**YOUR ASSIGNMENT**
Each record below should be output verbatim, without pictures.

DATA FOR THIS TASK below:

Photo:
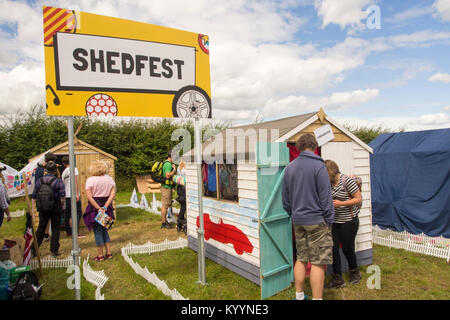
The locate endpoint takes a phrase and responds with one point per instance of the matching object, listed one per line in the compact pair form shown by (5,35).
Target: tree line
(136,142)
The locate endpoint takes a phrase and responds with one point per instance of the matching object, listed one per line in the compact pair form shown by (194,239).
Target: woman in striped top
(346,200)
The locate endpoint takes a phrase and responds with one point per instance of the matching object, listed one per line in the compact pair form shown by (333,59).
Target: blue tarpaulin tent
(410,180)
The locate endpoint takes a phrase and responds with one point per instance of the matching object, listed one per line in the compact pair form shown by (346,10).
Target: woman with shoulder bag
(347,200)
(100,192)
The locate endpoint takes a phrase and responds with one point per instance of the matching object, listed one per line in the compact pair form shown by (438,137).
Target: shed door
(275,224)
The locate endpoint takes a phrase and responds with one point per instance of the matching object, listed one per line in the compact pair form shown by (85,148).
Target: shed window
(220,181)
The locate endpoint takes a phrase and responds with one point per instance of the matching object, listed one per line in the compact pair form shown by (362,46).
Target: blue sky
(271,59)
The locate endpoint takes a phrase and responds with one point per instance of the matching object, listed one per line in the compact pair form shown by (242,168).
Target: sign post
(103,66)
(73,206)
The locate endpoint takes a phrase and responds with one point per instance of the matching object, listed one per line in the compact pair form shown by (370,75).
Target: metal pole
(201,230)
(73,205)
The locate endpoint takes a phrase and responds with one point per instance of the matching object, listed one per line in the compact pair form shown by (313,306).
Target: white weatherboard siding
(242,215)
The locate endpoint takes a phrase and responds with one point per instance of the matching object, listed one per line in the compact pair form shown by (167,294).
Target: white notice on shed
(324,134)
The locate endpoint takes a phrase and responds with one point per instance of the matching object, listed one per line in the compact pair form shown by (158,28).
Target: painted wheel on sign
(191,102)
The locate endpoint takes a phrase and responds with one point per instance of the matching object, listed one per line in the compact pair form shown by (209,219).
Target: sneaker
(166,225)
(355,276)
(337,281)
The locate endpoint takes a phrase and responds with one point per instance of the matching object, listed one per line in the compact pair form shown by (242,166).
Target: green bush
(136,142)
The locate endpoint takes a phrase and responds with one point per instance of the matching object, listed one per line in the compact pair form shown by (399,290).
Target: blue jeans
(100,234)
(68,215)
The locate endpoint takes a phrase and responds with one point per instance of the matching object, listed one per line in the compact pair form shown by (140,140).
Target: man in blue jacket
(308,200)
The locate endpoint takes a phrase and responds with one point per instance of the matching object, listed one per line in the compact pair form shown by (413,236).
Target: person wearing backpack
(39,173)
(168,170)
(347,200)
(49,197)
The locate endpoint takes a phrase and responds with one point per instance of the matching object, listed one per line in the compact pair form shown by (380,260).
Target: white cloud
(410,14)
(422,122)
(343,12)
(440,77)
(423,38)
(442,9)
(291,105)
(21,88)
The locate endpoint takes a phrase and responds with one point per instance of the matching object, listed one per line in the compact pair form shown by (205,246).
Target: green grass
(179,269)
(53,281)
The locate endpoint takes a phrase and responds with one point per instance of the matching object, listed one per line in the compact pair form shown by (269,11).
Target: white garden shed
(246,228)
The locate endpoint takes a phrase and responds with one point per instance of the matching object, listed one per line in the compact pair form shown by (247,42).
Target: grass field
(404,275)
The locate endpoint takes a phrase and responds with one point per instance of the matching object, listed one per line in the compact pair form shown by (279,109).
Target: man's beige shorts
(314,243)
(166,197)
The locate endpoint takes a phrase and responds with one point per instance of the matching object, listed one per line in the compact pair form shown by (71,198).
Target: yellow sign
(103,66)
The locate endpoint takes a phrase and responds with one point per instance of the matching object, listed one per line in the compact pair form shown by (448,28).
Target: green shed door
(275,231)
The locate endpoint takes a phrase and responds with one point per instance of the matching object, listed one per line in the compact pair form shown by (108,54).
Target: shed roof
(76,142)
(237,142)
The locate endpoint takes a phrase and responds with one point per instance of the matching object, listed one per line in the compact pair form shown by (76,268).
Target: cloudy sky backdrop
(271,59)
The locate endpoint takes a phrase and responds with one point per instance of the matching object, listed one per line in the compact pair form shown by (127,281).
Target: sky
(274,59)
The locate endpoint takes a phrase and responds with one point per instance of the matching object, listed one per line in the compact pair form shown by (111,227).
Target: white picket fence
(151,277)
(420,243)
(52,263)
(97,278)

End of DATA FOR THIS TASK.

**OUTPUT FOR THIS EXERCISE**
Photo:
The locate endpoint takes a phrase and responds with one point per instance of the matching object, listed one per line in the compact pair form shown by (5,35).
Target: tree line
(136,142)
The locate endpoint takes a phrase and responds with one point per instance of the matching object, listed one per line in the compact pair form shown by (194,239).
Target: woman in striped top
(346,200)
The locate endpoint takes a phrase and responds with one point per instance of the matching object, listed one per line in the compact pair form shown by (333,59).
Target: blue tarpaulin tent
(410,180)
The locate endpoint takes a phrase and responds with one point per instance of the matching object, listed one per line in the compact pair form shown by (346,10).
Target: woman with shoulder bag
(347,200)
(100,192)
The locate endpoint takes a phrase and responds with one point per instance of the matching object, listed one per line in the compact pair form shown by (438,137).
Target: shed door
(275,224)
The locate endpoint takes a phrase and responds with one point per instance of the matching object, listed one per line in the compact pair form shown by (85,148).
Target: shed window
(220,181)
The locate endpoint takes a phrase and responds with one point per instance of the matching object, listed one per line in the compact pair form shown by (362,46).
Target: blue sky
(271,59)
The locate endpoint takes a phrase and responds with one point per instance of the matching object, listed one per line in the compact pair form shown by (242,168).
Target: sign post
(103,66)
(73,206)
The locate endpoint takes a phrase and responds with one point per instance of the matching object, listed one per line in the compact pair form shown by (370,75).
Target: metal pole
(201,230)
(73,205)
The locate endpoint takes a phrase and responds with one point per instance of the matching object, listed one per line in the compact pair form shown by (313,306).
Target: white weatherboard siding
(242,215)
The locate endpoint takes a phrase and responds with one point per instance of the matching object, listed one per line in the compact pair form shown by (167,294).
Target: white notice on shed
(324,134)
The locate endpoint takes a phrase and responds with one point per instance of the matching object, listed one per line in the compact pair form shown by (158,28).
Target: painted wheel on sign
(191,102)
The locate endpoint takes a phrase and responds with one point per instance of the matching object, listed one per line in the compact pair form shown by (209,219).
Target: sneaker
(166,225)
(355,276)
(337,281)
The locate endpoint takes a phrase and responds with one point per instance of the matching object, listed one per line in the compact pair form shown by (242,166).
Target: green bush
(136,142)
The locate endpoint takes a phrase and responds with one point per instance of the matching object, listed one per line in the compact pair form shown by (399,290).
Target: blue jeans
(100,234)
(68,215)
The locate endpoint takes a phrase and responds with one point per instance of the matching object, listed one per line in the compact pair form shown by (140,140).
Target: man in blue jacket
(308,200)
The locate endpoint takes a phrase and responds with one point per instance of the matching object, listed one per line in the compact pair form shown by (413,236).
Target: person wearing backpack
(39,173)
(168,170)
(347,200)
(49,197)
The locate endpoint takes a phrase and responds with one point per instance of the matching object, listed one per line in the compact pair form shown by (380,260).
Target: white cloud
(410,14)
(422,122)
(343,12)
(440,77)
(423,38)
(442,9)
(291,105)
(21,88)
The locate endpoint takes a phrase and responds with one point per instance of the matching object, listed one per line in the compact pair form shown by (205,246).
Target: green grass
(179,269)
(53,281)
The locate endpoint takes a phrase and responds with one point per instance of the matching object, listed one per line in the compact pair form shown by (269,11).
Target: white garden shed
(246,228)
The locate endpoint takes a phrase and responds with one point per instance of the matching object, listed one per line in the compact pair form shown by (247,42).
Target: grass field
(404,275)
The locate endpoint takes a phrase and responds with one point per instance of the matching object, listed one per line in the compact pair form shown by (279,109).
Target: man's beige shorts
(314,243)
(166,197)
The locate endpoint takes a phrase and responds with one point per instance of the matching object, listed one per line in the compact pair form shown by (71,198).
Target: yellow sign
(103,66)
The locate endpoint takes a phrase and responds with one point per instance of the matching object, listed one per line in the compact pair form shown by (448,28).
Target: green shed door
(275,231)
The locate endpoint takes a phrase and responds with one point per instance of the matching object, listed one per line in the compact pair form shown by (108,54).
Target: shed roof
(76,142)
(237,142)
The locate endpoint takes a phrase and responds with one point per instance of the matching object, listed one per line in the compact pair form shown by (76,268).
Target: cloudy sky backdrop
(271,59)
The locate endpoint takes a phrase and responds with one point per instance of the matching object, listed one per line in the compact pair form shown by (127,281).
Target: sky
(274,59)
The locate endpoint takes a phrase and responds with one point per instance of the matching object, listed one per line in the compact pair form shown by (111,227).
Target: white picket fence
(151,277)
(420,243)
(52,263)
(97,278)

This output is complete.